Can you give the data again from the line with "Cam-trap alert: motion was detected. Identify computer monitor" up to and including the line with "147, 250, 525, 279", substituting "infrared" for "night-vision" and changing nothing else?
-- begin Given records --
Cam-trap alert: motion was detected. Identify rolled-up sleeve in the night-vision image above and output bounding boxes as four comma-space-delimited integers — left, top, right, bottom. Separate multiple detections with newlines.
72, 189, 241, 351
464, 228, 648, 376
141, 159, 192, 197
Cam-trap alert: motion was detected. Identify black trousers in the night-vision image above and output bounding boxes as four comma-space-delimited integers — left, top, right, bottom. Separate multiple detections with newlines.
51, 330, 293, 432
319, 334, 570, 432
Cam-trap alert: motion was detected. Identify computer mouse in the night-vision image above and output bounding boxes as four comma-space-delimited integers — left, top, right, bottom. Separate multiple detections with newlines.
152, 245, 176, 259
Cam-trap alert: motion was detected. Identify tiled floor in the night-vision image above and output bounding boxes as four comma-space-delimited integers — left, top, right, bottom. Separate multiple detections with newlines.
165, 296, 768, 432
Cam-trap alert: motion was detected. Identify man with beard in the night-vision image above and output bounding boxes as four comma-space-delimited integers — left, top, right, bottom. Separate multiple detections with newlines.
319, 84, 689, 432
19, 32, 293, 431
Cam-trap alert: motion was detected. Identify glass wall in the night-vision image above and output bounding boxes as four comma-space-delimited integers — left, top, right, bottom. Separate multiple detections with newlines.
-- end Given records --
-- begin Given records --
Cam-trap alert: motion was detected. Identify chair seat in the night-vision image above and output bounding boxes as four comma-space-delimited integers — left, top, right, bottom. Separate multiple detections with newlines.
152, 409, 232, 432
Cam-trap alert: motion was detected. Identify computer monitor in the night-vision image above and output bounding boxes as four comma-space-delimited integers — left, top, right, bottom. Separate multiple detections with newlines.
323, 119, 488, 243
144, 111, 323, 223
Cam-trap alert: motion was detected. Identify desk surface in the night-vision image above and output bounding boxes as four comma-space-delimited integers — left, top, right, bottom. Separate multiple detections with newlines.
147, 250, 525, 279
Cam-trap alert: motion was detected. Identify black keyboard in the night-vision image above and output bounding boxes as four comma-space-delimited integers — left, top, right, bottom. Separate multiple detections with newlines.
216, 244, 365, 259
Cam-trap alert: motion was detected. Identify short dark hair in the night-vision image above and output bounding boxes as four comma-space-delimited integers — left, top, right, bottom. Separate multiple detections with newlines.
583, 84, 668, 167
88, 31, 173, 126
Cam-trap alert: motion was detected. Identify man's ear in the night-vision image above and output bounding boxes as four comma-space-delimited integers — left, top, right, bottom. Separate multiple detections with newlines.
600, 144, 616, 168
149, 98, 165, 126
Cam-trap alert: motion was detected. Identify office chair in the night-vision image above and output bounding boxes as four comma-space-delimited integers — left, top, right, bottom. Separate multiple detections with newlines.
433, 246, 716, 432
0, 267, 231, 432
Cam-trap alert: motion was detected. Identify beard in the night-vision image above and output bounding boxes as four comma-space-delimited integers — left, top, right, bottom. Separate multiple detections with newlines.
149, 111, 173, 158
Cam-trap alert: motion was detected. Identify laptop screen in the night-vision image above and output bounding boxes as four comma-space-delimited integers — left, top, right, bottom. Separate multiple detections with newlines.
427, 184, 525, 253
-- end Given records --
> Written reply:
Cam-trap alert: motion was detected. Identify computer monitor in the infrared image above and output bounding boxes as four comma-space-delimited integers — left, top, right, bottom. Separate multiple detections with newlines.
323, 119, 488, 243
144, 111, 323, 223
Cam-trap alert: motion was detected. Identify desk surface in the infrared image above and output bounding boxes as four comma-space-delimited integers — left, top, right, bottom. Separate multiple detections with newlines.
147, 250, 525, 279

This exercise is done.